Are you a parent going through the Terrible Twos? Did you live through them and survive? Terrible Twosdays is a place to commiserate over the unending shenanigans of your Darling Children (as the online parenting communities say). Nonfiction stories will be considered, so long as names have been changed to protect the guilty. Inspired by our best-selling gift book for parents, Go the Fuck to Sleep, Terrible Twosdays joins the roster of our other online short fiction series. Unlike Mondays Are Murder and Thursdaze, we’re looking for stories with a light and mischievous feel, all about the day-to-day challenges of parenting. As with our other flash fiction series, stories must not exceed 750 words.

This week, a father tells all about raising an infant . . .

Read Volume I here!

Observations on Parenting – Volume II: Infants & Teething
by Brett Pinsent
Six-month-old to one-year-old

  • If you’re the type of person whose eye twitches when someone bookmarks a page by folding the corner, let your spouse be the one to read to the baby.
  • Always double knot the bottom of the diaper genie bag. Always.
  • People always tell you teething babies are tough. What they don’t tell you about is the slobber. You will need to change outfits more times than Lady Gaga at the Met Ball.

LISTING =>
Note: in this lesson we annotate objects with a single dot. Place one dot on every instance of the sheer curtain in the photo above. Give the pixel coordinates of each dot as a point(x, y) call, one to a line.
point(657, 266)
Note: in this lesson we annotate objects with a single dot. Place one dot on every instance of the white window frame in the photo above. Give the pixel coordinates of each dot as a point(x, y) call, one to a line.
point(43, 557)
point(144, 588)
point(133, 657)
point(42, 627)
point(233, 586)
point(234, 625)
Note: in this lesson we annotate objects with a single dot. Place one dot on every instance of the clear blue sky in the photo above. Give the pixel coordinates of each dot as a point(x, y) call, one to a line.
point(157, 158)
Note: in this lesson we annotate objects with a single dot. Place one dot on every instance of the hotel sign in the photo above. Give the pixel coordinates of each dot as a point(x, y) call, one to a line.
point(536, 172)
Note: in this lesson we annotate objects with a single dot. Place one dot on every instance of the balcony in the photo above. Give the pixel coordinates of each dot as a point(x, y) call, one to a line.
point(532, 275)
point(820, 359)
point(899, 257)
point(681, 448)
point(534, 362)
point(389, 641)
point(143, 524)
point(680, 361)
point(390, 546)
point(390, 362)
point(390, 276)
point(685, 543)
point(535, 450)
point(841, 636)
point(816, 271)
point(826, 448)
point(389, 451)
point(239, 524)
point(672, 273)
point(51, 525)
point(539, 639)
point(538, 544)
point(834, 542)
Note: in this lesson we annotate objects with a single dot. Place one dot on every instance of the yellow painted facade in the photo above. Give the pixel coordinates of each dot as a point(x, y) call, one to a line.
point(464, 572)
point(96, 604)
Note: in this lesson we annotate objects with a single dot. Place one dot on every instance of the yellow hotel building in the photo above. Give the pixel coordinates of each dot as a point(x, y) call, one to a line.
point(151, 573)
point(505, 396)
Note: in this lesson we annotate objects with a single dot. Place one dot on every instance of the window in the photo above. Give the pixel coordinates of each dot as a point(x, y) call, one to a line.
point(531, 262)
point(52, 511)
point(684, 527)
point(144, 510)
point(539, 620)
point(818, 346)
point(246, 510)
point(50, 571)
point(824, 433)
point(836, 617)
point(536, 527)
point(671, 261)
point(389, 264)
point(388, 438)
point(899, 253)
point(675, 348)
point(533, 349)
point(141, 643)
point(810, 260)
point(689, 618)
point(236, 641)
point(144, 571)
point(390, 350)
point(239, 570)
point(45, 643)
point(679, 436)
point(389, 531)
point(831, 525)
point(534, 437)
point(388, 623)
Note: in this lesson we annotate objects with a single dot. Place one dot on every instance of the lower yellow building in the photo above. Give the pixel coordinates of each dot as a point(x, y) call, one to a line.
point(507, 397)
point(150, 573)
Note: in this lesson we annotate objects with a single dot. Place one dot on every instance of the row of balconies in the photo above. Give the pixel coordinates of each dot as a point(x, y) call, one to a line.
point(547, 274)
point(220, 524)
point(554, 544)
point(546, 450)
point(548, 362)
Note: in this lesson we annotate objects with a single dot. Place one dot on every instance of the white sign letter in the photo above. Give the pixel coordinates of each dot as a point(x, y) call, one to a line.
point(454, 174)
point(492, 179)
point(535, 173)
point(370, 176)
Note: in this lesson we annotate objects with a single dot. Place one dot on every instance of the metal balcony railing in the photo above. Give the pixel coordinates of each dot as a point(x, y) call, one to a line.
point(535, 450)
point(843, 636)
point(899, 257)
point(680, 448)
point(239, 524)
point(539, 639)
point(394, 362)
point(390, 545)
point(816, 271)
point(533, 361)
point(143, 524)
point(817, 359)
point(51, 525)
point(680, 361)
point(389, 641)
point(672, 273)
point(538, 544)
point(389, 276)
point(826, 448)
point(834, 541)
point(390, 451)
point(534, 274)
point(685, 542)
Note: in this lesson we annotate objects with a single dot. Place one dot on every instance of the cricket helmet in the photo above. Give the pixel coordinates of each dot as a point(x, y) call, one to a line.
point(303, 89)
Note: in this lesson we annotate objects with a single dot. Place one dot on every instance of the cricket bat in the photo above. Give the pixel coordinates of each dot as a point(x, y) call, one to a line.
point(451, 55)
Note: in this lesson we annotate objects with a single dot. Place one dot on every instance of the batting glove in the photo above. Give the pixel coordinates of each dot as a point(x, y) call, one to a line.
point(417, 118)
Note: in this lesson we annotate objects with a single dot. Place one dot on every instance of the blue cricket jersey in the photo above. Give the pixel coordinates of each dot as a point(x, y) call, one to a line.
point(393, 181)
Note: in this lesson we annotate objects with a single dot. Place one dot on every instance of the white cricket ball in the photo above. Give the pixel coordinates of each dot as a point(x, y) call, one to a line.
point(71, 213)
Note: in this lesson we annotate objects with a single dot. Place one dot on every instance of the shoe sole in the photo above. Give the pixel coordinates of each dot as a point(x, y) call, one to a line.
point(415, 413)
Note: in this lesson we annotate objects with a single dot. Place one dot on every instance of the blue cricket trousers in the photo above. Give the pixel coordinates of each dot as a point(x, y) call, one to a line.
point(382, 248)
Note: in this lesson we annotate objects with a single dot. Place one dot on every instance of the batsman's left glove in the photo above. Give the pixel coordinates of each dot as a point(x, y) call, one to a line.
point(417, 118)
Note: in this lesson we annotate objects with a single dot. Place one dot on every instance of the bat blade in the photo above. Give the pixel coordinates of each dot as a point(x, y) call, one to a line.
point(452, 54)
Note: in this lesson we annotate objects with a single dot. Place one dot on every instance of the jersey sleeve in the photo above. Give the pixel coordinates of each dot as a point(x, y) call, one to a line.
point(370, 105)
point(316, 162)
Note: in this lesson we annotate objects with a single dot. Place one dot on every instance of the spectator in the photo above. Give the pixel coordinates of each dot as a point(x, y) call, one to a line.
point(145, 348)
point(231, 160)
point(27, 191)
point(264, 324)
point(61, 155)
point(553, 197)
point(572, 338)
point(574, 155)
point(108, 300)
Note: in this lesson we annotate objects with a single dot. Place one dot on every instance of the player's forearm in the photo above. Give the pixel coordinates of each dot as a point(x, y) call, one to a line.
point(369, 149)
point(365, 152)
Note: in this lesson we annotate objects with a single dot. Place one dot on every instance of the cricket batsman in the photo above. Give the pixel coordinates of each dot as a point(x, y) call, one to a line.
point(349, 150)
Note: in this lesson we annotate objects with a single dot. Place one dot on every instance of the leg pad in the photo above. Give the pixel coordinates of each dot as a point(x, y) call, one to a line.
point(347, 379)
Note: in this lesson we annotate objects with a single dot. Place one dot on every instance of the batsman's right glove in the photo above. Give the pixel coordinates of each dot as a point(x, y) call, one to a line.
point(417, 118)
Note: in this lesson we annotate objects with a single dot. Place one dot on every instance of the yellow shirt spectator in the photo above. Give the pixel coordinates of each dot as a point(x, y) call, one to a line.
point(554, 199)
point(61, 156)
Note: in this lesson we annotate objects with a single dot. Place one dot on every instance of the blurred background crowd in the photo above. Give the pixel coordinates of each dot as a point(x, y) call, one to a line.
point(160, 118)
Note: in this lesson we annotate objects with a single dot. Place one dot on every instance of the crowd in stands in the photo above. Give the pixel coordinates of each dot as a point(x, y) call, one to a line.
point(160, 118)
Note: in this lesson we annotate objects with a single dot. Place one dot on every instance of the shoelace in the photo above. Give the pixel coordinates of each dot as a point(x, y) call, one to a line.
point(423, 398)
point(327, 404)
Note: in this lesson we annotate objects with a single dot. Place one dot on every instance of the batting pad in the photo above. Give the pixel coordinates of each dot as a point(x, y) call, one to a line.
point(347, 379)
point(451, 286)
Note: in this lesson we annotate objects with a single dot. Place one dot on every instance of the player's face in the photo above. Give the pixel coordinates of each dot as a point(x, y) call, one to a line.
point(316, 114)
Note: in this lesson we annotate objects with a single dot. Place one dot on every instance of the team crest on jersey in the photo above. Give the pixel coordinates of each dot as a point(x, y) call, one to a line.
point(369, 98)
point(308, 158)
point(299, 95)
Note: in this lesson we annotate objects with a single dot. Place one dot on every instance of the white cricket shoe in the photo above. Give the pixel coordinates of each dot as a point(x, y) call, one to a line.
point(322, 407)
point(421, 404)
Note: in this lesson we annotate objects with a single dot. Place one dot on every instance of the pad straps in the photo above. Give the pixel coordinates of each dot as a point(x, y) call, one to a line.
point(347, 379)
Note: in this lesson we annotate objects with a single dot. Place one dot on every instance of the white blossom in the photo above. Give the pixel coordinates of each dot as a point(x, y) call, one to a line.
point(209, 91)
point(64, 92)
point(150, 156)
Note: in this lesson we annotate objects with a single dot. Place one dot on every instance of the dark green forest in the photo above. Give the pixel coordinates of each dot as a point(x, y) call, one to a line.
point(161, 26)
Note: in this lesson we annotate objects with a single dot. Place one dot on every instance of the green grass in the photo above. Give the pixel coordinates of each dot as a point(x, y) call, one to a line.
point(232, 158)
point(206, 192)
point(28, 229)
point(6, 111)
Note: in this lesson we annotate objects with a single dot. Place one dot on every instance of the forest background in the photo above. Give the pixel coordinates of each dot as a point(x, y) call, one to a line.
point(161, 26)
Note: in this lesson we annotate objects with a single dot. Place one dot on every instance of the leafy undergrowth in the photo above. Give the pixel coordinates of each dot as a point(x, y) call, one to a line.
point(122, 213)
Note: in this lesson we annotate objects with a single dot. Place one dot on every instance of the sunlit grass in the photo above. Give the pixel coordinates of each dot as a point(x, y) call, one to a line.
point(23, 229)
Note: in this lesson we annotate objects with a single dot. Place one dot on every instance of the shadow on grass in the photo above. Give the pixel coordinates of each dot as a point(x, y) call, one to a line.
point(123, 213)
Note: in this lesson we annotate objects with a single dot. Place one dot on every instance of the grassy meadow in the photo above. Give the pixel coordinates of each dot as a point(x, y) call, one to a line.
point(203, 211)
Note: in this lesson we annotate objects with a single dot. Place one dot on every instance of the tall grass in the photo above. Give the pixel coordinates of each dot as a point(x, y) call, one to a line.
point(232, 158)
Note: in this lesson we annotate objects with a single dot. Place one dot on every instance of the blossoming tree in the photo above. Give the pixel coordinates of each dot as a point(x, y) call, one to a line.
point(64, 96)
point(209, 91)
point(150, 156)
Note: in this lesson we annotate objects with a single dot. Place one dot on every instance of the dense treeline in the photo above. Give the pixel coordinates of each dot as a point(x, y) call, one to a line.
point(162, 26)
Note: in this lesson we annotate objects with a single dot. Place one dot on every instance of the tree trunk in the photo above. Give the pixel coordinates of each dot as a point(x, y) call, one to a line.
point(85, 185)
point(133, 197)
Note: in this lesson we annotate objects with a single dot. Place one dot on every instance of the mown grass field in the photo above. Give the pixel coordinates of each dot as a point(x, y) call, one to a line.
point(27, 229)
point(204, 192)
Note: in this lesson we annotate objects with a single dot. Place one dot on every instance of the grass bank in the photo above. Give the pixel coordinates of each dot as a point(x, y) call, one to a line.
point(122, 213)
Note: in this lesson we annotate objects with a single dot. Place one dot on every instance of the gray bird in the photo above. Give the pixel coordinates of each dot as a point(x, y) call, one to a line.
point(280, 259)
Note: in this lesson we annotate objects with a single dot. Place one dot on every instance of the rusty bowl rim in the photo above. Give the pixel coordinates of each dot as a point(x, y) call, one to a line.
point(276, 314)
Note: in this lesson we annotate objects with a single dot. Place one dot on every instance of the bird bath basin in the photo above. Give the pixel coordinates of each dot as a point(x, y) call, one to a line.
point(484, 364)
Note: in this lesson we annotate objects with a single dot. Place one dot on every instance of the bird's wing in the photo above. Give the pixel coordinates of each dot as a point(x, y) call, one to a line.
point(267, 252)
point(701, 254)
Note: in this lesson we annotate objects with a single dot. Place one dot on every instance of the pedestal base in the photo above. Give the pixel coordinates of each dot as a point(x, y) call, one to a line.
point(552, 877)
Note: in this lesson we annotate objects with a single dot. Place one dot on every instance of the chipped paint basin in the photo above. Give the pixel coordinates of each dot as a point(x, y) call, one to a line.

REQUIRED TASKS =>
A: Name every online short fiction series mentioned in the Terrible Twosdays page.
B: Continue the Terrible Twosdays parenting observations on infants and teething from the point where the page ends.

RESULTS IN ORDER =>
A: Terrible Twosdays, Mondays Are Murder, Thursdaze

B:
  • Whoever says you get used to changing diapers is full of shit. You accept it. You do it. But you never get used to cleaning someone else’s feces.
  • The moment you find yourself in the backseat of your car at a grocery store parking lot, trying to take jeans and a button-up shirt off a crying baby who just blew out their diaper, is the exact moment you realize why onesies exist.
  • The idea of rubbing alcohol on your baby’s gums when they are teething most definitely came about because some parent already had a glass of whiskey in their own hand to help dull the hours of hysterical crying.
  • An infant’s runny nose doesn’t so much drip as it does spew like a broken water main full of mucus. Expect your house to look like a Jackson Pollock of boogers.
  • The difference between my infant normally and my infant while teething is like the difference between 1980’s Top Gun Tom Cruise and jumpin’ on Oprah’s couch Tom Cruise. Like they’re normal one minute, then all of a sudden you’re looking around going “what the fuck just happened?”
  • The sound an infant makes when they are congested and sleeping/drooling on your chest can only be described as the sound a bulldog would make while eating a bowl of clam chowder.
  • I’m fairly certain that Robert Louis Stevenson wrote Dr. Jekyll and Mr. Hyde as an allegory of living with a teething infant.
  • Trying to change a kid with a bad diaper rash is like trying to put pants on a kicking kangaroo while it’s being death-rolled by a crocodile.
  • Parenting: the act of feeling mentally and physically exhausted while simultaneously feeling as if you have accomplished absolutely nothing within a 24-hour time period.
  • Forget expensive toys. They are going to play more with the box it came in than the toy. So just get them an empty box and save the money to put towards their 100k a year college tuition for a degree that they won’t use.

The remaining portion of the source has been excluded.